Natural language region descriptions
+ + + + + + +
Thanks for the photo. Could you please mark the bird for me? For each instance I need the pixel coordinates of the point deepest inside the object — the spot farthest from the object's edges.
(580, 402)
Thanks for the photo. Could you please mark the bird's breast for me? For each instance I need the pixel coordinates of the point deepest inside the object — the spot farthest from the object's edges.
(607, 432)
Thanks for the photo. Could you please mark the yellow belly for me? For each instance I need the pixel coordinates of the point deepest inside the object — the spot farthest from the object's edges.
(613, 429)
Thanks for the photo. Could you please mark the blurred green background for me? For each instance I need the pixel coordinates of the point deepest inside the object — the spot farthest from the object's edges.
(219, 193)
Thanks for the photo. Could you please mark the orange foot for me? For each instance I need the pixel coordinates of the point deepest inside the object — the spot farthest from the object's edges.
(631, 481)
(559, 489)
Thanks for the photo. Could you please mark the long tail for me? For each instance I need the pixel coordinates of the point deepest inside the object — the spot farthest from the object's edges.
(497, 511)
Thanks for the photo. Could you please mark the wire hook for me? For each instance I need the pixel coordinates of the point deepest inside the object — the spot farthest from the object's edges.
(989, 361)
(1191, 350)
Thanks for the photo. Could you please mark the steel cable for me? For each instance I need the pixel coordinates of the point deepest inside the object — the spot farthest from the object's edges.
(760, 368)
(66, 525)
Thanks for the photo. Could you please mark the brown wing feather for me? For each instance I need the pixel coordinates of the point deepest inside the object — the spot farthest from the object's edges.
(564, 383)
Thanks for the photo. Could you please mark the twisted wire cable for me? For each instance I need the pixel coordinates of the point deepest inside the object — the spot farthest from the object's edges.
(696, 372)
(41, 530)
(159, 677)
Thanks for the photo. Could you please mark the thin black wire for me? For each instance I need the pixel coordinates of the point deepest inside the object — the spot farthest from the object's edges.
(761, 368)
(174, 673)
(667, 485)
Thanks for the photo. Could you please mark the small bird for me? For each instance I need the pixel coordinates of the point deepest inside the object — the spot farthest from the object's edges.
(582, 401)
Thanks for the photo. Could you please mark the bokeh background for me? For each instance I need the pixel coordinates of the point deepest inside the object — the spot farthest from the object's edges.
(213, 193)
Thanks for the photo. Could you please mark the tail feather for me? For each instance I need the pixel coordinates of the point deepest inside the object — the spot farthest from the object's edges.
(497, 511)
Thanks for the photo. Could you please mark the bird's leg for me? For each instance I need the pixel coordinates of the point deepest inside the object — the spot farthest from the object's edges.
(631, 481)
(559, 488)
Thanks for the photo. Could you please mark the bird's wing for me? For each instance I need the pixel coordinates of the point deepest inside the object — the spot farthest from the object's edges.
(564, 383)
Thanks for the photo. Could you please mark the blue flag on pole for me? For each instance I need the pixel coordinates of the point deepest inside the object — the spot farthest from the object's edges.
+ + + + + + +
INSTRUCTIONS TO FOLLOW — Write out all of the records word for word.

YOUR RESPONSE —
Thanks for the photo. Could you please mark the bird for me? For each instance I need the pixel coordinates of the point deepest inside the object — the spot farthest from the object's edges.
(580, 402)
Thanks for the photo. Could you please mark the bird's breast for me? For each instance I need the pixel coordinates of the point deepest inside the object — the spot farthest from the object's edges.
(607, 432)
Thanks for the photo. Could you please mark the yellow belly for me? For each instance I need the pixel coordinates of the point deepest inside the object — the spot farthest from the object's edges.
(613, 429)
Thanks for the photo. Could you please mark the blurred green background for me? For each instance I need the pixel coordinates of the point deepest inside the object — the spot farthest from the object's edges.
(219, 193)
Thanks for the photo. Could you please mark the orange foot for me? For each instance I need the pixel coordinates of the point deepest inside the object — the spot farthest from the object's edges.
(631, 481)
(559, 489)
Thanks for the photo. Could you please mark the long tail for me? For each instance I need the pixel coordinates of the point deepest inside the object — the spot farthest from the object's edges.
(497, 511)
Thanks for the photo. Could you please mark the wire hook for me? For each instance I need the pixel coordinates of the point deepest inside the object — the spot farthest from the object's edges.
(989, 361)
(1191, 350)
Thanks for the photo. Could you please mark the steel cable for me? For each instance I need the pixel coordinates of the point deepest inside the object — the spot farthest from the object's edges.
(760, 368)
(66, 525)
Thanks for the photo. Could you please mark the brown wing feather for me? For each instance I need the pixel coordinates of the point deepest inside the object — the spot farthest from the object's edges.
(564, 383)
Thanks for the photo. Could you please mark the twisted wire cable for me? For each instance I need the pixel coordinates of the point deepest inside the object — the spot farthest from the object's edges.
(696, 372)
(41, 530)
(159, 677)
Thanks for the photo. Could you please mark the thin black wire for me? For each instance I need the pixel coordinates of the point deepest inside the object — the spot farthest from the object's edges.
(761, 368)
(174, 673)
(667, 485)
Thanks for the photo. Could you please mark the small bird for me? For each instance I need the pixel coordinates of the point deepest inside the object — the spot farthest from the object's edges.
(582, 401)
Thanks for the photo. Could you please mark the bokeh background for me? For each instance I need the pixel coordinates of the point deepest inside the object — the spot farthest from the object's edges.
(213, 193)
Thanks for the photo. Could you please mark the tail feather for me? For each instance I need the pixel coordinates of the point deepest inside the object — the spot farthest from the object's edges.
(497, 511)
Thanks for the photo. Could you please mark the bird's leg for me? For each instance I need the pixel coordinates of the point deepest inside the object — the spot farthest from the object's edges.
(631, 481)
(559, 488)
Thanks for the photo. Could you please mark the bird's wing for me? For each instance I need the pixel coordinates of the point deepest inside the object — the spot farthest from the object's edges.
(564, 383)
Thanks for the photo. Could you please mark the blue flag on pole for me? For each instance I need the pixel coordinates of the point deepest inside the object — the spot farthest from the object's edges.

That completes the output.